Activity: Repeat every line of the material, character for character.

Given records:
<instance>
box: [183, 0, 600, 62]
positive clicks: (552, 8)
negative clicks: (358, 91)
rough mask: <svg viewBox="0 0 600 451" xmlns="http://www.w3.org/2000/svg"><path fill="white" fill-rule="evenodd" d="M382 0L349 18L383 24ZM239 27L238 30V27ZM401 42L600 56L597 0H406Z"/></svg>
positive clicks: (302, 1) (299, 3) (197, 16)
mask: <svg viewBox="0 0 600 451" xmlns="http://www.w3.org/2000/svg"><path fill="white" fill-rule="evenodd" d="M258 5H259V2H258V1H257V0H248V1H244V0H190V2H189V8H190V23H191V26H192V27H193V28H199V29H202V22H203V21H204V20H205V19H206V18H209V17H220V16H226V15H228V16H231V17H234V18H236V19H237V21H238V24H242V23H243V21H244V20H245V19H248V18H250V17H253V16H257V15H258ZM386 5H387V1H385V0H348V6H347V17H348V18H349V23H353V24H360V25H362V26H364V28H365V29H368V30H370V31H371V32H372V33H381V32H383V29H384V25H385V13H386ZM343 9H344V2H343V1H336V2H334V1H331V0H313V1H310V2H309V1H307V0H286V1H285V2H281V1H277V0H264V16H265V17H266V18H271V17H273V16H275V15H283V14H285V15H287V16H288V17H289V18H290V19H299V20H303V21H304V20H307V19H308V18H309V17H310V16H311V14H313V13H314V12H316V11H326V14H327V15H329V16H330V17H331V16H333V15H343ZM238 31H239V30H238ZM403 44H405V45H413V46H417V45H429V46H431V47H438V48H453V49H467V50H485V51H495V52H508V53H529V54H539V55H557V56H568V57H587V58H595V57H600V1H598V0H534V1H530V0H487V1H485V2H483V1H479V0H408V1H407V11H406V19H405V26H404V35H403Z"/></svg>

Task solution:
<instance>
box: [183, 0, 600, 62]
positive clicks: (552, 8)
negative clicks: (358, 91)
rough mask: <svg viewBox="0 0 600 451" xmlns="http://www.w3.org/2000/svg"><path fill="white" fill-rule="evenodd" d="M382 0L349 18L383 24ZM239 27L238 30V27ZM401 42L600 56L597 0H406Z"/></svg>
positive clicks: (302, 1) (299, 3) (197, 16)
mask: <svg viewBox="0 0 600 451" xmlns="http://www.w3.org/2000/svg"><path fill="white" fill-rule="evenodd" d="M258 5H259V2H258V1H257V0H248V1H244V0H190V2H189V8H190V23H191V26H192V27H193V28H199V29H202V22H203V21H204V20H205V19H206V18H209V17H220V16H226V15H228V16H231V17H234V18H236V19H237V21H238V24H242V23H243V21H244V20H245V19H248V18H250V17H253V16H257V15H258ZM386 5H387V1H385V0H348V6H347V17H348V18H349V23H353V24H360V25H362V26H364V28H365V29H368V30H370V31H371V32H372V33H381V32H383V29H384V25H385V13H386ZM343 9H344V2H343V1H336V2H334V1H331V0H313V1H310V2H309V1H307V0H286V1H285V2H281V1H277V0H264V16H265V17H266V18H271V17H273V16H275V15H283V14H285V15H287V16H288V17H289V18H290V19H299V20H303V21H304V20H307V19H308V18H309V17H310V16H311V14H313V13H314V12H316V11H326V14H327V15H329V16H330V17H331V16H333V15H343ZM238 31H239V30H238ZM403 44H405V45H413V46H417V45H429V46H431V47H438V48H453V49H467V50H485V51H495V52H508V53H529V54H539V55H557V56H568V57H587V58H595V57H600V1H598V0H534V1H530V0H487V1H485V2H483V1H479V0H408V1H407V11H406V19H405V26H404V35H403Z"/></svg>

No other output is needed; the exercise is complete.